Probir tends to work on several issues - perhaps one more contentious than the other - into the exhibition. There is his installation with communication detritus, made up of old black phones, newspaper waste and transformers. The photo and sculpture installation Potato Eaters is about the potato eaters of the city, lower middle class residents whose sites of public movement and exchange are being erased by the avid power seekers of the city. There is also a canon that point menacingly downwards at a cluster of small images of drawings made by autistic children. The question here is of the framing of the works of the inter-relationships that the artist wants to set up, whether the viewer can absorb such a volley of statements without deflection. My own response was one of deep appreciation for the uncompromising language that the artist has chosen to develop in his paintings, one that insists on provocation, and a definite response.

▶ **Record set**:

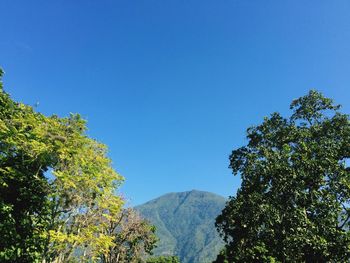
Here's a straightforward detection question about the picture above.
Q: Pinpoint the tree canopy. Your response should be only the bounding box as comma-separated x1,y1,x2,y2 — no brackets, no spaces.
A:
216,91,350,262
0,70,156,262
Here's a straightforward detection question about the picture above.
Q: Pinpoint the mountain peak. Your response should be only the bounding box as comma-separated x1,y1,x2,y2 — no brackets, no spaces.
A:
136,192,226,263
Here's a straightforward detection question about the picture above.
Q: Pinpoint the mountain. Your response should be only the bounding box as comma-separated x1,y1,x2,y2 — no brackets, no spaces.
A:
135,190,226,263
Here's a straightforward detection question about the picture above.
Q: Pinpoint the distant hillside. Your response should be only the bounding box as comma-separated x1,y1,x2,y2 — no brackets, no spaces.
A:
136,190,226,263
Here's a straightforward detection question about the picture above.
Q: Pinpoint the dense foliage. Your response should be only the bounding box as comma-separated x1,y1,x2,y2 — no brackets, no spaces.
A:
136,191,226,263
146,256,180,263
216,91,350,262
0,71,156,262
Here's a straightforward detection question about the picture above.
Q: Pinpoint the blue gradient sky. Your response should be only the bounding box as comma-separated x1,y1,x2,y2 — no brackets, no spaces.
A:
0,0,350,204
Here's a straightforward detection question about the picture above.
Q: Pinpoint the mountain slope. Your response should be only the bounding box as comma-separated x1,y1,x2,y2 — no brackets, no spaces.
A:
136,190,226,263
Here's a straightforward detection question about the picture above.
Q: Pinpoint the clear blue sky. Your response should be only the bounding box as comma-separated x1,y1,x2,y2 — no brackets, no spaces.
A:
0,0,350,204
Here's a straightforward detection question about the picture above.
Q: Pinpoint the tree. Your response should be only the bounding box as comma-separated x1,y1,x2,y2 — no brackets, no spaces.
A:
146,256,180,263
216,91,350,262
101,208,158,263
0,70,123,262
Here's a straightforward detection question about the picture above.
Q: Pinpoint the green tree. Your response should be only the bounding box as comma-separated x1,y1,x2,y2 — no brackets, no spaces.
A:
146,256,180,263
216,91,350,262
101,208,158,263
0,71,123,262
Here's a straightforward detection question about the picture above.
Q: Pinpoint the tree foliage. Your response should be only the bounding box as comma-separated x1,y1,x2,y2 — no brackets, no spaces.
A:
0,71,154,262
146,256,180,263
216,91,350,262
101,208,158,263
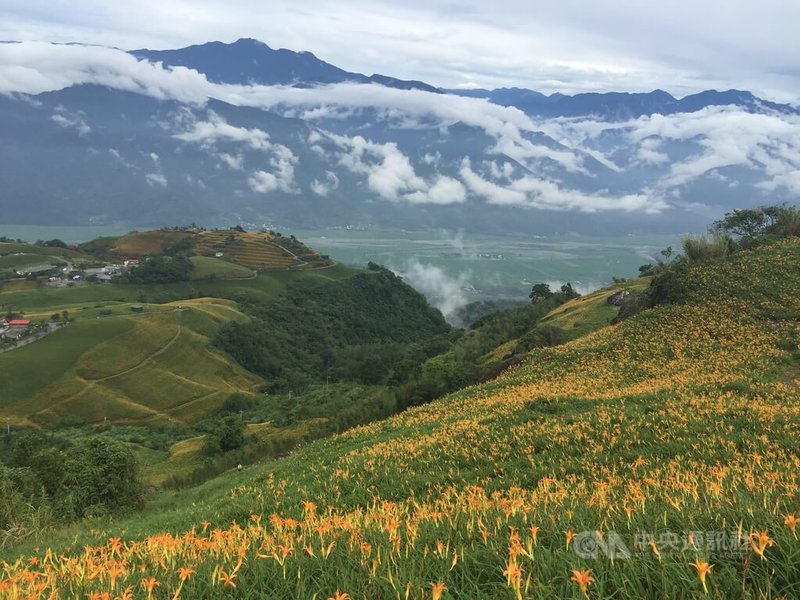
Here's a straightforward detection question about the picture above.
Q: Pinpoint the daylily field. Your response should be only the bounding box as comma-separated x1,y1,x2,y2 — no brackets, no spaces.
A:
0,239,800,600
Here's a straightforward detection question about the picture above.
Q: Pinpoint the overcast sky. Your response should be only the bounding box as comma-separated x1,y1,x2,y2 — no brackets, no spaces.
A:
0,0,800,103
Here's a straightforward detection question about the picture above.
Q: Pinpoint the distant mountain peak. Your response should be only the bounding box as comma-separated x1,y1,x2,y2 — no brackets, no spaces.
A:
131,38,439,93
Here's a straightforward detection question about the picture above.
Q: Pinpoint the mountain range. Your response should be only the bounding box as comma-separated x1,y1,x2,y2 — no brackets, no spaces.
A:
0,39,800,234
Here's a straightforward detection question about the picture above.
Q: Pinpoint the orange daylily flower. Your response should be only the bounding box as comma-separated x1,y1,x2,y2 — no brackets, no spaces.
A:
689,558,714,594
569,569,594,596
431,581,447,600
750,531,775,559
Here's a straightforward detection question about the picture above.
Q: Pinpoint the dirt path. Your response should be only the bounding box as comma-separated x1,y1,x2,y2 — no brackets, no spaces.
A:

▶ **Requests**:
(a) Do the following statements agree with the text on Probir's exhibition? Answer yes or no for each, quoting the deciding words. (i) The installation with communication detritus includes old black phones. (ii) Potato Eaters is a photo installation only. (iii) The writer responded to the paintings with indifference.
(b) Please list every item that the text on Probir's exhibition names as making up the installation with communication detritus.
(c) Pick up the text on Probir's exhibition after its final sentence and continue it.

▶ **Exercise answers**:
(a)
(i) Yes: "made up of old black phones, newspaper waste and transformers."
(ii) No: "The photo and sculpture installation Potato Eaters."
(iii) No: "My own response was one of deep appreciation for the uncompromising language that the artist has chosen to develop in his paintings."

(b) Old black phones, newspaper waste, transformers

(c)
A determined quest
Amitava Das has come to be known as an artist whose work has devolved around issues of existential enquiry and location. These have primarily been born out of his readings of poetry and cinema, of his sympathy with figures on the margins, and their determined quest even in the face of uncertainty. His newest body of work (Thorn of Blood, Palette Gallery) marks a conspicuous change in terms of both its rendition and its resolution. Man rendered massive, with an insistent presence even in the face of dire provocation and isolation appears as a familiar point of entry. However, here the scale of gladiatorial forms expands to dignify this struggle. Moreover, as in his last body of paintings at Shridharani Gallery, Amitava further investigates the anthropomorphic forms of lunar authority and implacable energy, the symbolic presences of Shiva, Kali and Nandi, sufficiently abstracted to present states of energy.
These evocations of awe and the contentions of darkness, its associations with energy, fear and desire is balanced by paintings that celebrate the insistence of new life and growth, or the movements into states of sattva and acceptance. Amitava's palette has expanded to accommodate colours of the daylight and the one of wonder natural world perhaps bringing to a primary sense of awe and delight.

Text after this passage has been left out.